**** Data records

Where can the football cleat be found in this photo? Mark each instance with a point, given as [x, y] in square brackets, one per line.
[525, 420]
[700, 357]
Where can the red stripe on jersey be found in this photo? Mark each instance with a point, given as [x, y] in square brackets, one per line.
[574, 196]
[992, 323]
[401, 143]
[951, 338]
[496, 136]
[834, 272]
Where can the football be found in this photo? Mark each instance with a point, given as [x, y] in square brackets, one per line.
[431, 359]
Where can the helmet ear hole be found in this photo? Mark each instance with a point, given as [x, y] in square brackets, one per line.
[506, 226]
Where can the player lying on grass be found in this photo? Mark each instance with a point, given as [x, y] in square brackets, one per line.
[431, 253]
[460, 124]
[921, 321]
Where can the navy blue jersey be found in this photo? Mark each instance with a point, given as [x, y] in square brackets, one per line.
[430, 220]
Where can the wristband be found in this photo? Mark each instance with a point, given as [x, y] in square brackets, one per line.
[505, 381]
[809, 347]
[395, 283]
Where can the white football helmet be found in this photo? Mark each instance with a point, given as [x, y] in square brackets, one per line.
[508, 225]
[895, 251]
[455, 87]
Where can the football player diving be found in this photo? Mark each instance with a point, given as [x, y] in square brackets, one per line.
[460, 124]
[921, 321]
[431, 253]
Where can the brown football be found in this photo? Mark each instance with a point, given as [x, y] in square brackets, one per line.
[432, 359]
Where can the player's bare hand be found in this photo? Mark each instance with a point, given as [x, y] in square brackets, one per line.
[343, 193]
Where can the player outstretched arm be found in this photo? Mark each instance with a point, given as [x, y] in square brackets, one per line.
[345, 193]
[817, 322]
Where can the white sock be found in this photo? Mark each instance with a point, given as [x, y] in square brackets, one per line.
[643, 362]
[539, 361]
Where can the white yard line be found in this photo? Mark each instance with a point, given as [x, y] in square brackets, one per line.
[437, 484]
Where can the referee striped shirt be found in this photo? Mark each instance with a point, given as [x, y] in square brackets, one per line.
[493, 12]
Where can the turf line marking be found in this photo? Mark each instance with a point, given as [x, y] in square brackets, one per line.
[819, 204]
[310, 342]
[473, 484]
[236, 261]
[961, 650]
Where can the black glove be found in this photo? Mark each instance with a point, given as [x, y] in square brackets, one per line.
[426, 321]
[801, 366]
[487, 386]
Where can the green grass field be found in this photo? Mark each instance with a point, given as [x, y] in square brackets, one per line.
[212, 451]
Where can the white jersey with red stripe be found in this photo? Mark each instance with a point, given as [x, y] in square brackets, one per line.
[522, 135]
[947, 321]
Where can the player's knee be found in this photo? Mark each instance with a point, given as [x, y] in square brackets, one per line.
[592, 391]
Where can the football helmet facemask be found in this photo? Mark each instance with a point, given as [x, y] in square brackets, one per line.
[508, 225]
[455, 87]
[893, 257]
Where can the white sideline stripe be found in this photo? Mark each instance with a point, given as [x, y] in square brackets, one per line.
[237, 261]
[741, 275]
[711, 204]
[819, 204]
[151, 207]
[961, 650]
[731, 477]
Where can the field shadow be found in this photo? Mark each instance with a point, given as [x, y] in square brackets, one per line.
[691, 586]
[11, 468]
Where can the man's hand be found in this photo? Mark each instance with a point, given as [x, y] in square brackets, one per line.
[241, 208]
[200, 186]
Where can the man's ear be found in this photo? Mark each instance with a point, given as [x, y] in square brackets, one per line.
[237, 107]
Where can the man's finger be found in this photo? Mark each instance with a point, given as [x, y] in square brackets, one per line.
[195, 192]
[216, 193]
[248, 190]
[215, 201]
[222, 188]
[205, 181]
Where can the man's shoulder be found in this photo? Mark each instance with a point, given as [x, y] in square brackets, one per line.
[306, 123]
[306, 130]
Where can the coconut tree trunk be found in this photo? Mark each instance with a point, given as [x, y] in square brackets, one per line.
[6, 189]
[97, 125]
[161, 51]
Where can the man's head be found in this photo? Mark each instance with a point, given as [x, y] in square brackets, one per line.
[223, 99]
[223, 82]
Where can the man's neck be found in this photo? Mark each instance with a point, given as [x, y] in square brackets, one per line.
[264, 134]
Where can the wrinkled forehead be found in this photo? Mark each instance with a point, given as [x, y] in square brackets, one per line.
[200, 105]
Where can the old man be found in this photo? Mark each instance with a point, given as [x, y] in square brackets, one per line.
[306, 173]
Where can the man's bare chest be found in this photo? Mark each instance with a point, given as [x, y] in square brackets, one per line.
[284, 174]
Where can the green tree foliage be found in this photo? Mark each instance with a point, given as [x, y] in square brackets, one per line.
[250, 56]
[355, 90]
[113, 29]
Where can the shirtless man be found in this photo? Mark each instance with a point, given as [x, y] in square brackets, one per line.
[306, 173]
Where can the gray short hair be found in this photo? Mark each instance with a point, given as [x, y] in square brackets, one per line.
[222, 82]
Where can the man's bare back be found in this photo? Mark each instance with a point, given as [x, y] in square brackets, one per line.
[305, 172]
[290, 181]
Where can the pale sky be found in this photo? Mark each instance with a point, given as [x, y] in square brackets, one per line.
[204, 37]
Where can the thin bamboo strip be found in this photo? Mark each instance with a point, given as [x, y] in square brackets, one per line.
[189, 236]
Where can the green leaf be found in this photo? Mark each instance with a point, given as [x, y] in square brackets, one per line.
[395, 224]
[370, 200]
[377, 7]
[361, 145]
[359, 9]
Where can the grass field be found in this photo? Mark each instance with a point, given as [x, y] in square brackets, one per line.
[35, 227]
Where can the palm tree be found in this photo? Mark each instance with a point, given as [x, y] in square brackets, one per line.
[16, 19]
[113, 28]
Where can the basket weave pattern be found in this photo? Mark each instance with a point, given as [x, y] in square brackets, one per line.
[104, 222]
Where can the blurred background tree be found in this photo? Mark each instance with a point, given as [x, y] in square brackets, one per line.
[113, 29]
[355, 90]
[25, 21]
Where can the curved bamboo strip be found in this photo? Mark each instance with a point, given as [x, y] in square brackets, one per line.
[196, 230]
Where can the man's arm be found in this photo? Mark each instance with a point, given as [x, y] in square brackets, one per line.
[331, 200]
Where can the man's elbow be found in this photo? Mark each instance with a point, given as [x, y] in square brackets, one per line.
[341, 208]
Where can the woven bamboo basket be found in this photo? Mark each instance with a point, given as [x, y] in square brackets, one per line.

********

= Problem to solve =
Only the lines from the one containing "Where can the thin" to the end of the records should be repeated, exactly as they appear.

= Task answer =
Where can the thin bamboo strip be found in this photo? Mark each instance with a point, given as [x, y] in square brackets, one per line.
[189, 236]
Where can the green leaf be found in this photo? Mark each instance with a point, given as [x, y] in square brackets, one per line.
[395, 224]
[370, 200]
[377, 7]
[361, 145]
[359, 9]
Where can the grass field be found in this photo? Mark each instance with a point, given as [x, y] in square brackets, one per line.
[35, 227]
Where can the palm tree be found in this photo? Mark each instance with a point, given as [x, y] in square brackets, one per line.
[16, 19]
[113, 28]
Where can the basket weave pattern be found in this photo? Mark each instance with a point, given as [x, y] in square brackets, one per line.
[104, 222]
Where can the blurred background tree be found in this photo? Mark each instance with a point, given as [x, y] in square brackets, one per line.
[113, 29]
[355, 90]
[25, 21]
Where can the curved bamboo strip be found in this photo? Mark each instance with a point, given as [x, y] in square brackets, one per line.
[196, 230]
Where can the man's arm be found in this photo? Mark each instance with a point, given as [x, y] in square brackets, one per line.
[331, 200]
Where can the man's elbow be found in this photo? Mark each instance with a point, given as [x, y] in square brackets, one per line.
[341, 208]
Where can the woven bamboo basket be found in this photo? Mark each instance with a point, given as [x, y] in square brackets, one per line.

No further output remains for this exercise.